* **Provided passage**:
=====

STRIKE 1 – On Friday, with a tip of the cap to President Biden’s digital assets Executive Order last March, the White House released, “The Administration’s Roadmap to Mitigate Cryptocurrencies’ Risks.” The emphasis of the report is entirely on “risks.” Also – note the use of “cryptocurrencies’ risks” rather than “digital assets risks” in the title. Is the White House cutting to the chase on what it thinks about the broader context of digital assets and blockchain technology? Co-author and White House National Economic Council Director Brian Deese warned Congress later in the day, “We’re ready to work w/ Congress to address regulatory gaps, but it would be a grave mistake to reverse course and deepen ties btw crypto and the financial system.”

STRIKE 2 – At the same time, the Federal Reserve Board (FRB) announced that it was not letting digital assets bank and Wyoming-based Custodia Bank become a member of the Federal Reserve System. “The firm’s novel business model and proposed focus on crypto-assets presented significant safety and soundness risks…” – no crypto allowed in the U.S. banking system in other words. Expressing “surprise and disappoointment,” Custodia Bank’s founder and CEO Caitlin Long said Custodia’s master account application at the Federal Reserve Board of Kansas City is still pending. Perhaps -but it’s also mired in the courts. This is the front lines of TradFi vs DeFi.

=====

* **Provided material**:
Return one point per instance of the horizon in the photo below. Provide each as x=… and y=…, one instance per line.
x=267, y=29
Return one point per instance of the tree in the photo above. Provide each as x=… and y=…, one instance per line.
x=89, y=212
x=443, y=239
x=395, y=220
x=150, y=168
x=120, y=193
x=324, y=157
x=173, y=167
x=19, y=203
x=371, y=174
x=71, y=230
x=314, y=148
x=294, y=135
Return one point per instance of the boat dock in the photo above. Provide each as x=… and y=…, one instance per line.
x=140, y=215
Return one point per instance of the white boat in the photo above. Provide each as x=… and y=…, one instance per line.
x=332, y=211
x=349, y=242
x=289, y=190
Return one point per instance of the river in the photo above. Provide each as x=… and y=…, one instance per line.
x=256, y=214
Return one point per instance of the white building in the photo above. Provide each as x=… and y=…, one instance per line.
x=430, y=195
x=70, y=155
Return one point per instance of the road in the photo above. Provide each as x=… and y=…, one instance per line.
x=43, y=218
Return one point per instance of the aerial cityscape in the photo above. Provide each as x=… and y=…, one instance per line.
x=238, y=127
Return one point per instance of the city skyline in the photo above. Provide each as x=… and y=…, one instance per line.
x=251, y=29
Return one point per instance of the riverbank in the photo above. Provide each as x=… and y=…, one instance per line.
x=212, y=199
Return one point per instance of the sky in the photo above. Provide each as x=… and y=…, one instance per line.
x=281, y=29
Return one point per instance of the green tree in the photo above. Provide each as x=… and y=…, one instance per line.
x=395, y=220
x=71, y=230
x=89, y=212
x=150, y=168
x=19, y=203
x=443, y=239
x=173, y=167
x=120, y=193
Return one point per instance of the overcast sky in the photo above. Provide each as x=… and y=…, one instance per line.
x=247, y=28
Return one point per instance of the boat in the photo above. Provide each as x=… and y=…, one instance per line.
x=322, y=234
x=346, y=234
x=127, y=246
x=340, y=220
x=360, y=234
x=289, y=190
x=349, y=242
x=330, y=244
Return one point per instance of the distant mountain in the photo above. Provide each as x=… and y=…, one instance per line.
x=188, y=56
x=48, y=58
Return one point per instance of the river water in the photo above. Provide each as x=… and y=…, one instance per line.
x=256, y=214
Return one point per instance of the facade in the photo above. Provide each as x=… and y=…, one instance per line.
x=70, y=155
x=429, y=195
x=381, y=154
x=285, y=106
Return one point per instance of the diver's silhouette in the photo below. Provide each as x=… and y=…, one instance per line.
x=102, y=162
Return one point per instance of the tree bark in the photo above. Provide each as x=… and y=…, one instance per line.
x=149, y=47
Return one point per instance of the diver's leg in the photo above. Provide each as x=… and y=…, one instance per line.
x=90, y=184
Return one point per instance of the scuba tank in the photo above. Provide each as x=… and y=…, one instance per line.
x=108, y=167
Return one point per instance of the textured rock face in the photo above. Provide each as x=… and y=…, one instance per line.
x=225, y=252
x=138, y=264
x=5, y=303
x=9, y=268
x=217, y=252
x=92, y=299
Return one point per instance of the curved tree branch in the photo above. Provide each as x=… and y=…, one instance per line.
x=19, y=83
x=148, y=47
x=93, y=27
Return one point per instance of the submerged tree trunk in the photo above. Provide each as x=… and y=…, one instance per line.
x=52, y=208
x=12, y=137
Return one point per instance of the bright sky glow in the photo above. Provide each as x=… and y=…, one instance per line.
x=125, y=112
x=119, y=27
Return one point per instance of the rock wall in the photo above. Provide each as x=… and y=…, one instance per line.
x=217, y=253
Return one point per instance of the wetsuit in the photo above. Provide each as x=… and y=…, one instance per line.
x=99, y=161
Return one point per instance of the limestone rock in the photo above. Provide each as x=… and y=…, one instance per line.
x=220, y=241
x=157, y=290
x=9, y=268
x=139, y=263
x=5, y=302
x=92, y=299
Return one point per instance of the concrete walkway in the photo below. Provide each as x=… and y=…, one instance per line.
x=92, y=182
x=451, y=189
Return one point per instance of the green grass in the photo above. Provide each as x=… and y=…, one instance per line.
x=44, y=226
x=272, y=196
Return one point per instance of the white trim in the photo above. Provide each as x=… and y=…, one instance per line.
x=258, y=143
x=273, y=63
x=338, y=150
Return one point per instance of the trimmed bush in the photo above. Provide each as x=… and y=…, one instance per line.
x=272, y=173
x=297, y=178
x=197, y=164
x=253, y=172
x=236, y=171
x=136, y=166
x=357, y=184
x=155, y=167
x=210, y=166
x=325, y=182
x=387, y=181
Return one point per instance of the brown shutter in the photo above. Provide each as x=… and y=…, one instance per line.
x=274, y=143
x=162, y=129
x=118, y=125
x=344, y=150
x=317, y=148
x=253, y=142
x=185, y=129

=====

* **Problems to work on**:
[A] In the passage on cryptocurrency policy, which bank did the Federal Reserve Board refuse to admit as a member of the Federal Reserve System?
[B] Turn the listing, from the line with "Return one point per instance of the tree in" to the line with "x=212, y=199", into a JSON list of strings, one string per line. Leave out blank lines.

* **Task results**:
[A] Custodia Bank, the Wyoming-based digital assets bank.

[B]
[
  "Return one point per instance of the tree in the photo above. Provide each as x=… and y=…, one instance per line.",
  "x=89, y=212",
  "x=443, y=239",
  "x=395, y=220",
  "x=150, y=168",
  "x=120, y=193",
  "x=324, y=157",
  "x=173, y=167",
  "x=19, y=203",
  "x=371, y=174",
  "x=71, y=230",
  "x=314, y=148",
  "x=294, y=135",
  "Return one point per instance of the boat dock in the photo above. Provide each as x=… and y=…, one instance per line.",
  "x=140, y=215",
  "Return one point per instance of the white boat in the photo above. Provide each as x=… and y=…, one instance per line.",
  "x=332, y=211",
  "x=349, y=242",
  "x=289, y=190",
  "Return one point per instance of the river in the photo above. Provide each as x=… and y=…, one instance per line.",
  "x=256, y=214",
  "Return one point per instance of the white building in the photo above. Provide each as x=… and y=…, one instance per line.",
  "x=430, y=195",
  "x=70, y=155",
  "Return one point per instance of the road in the photo above. Provide each as x=… and y=…, one instance per line.",
  "x=43, y=218",
  "Return one point per instance of the aerial cityscape in the photo above. Provide each as x=… and y=…, one instance per line.",
  "x=238, y=127",
  "Return one point per instance of the city skyline in the photo above. Provide each as x=… and y=…, one instance per line.",
  "x=251, y=29",
  "Return one point per instance of the riverbank in the photo above. Provide each as x=… and y=…, one instance per line.",
  "x=212, y=199"
]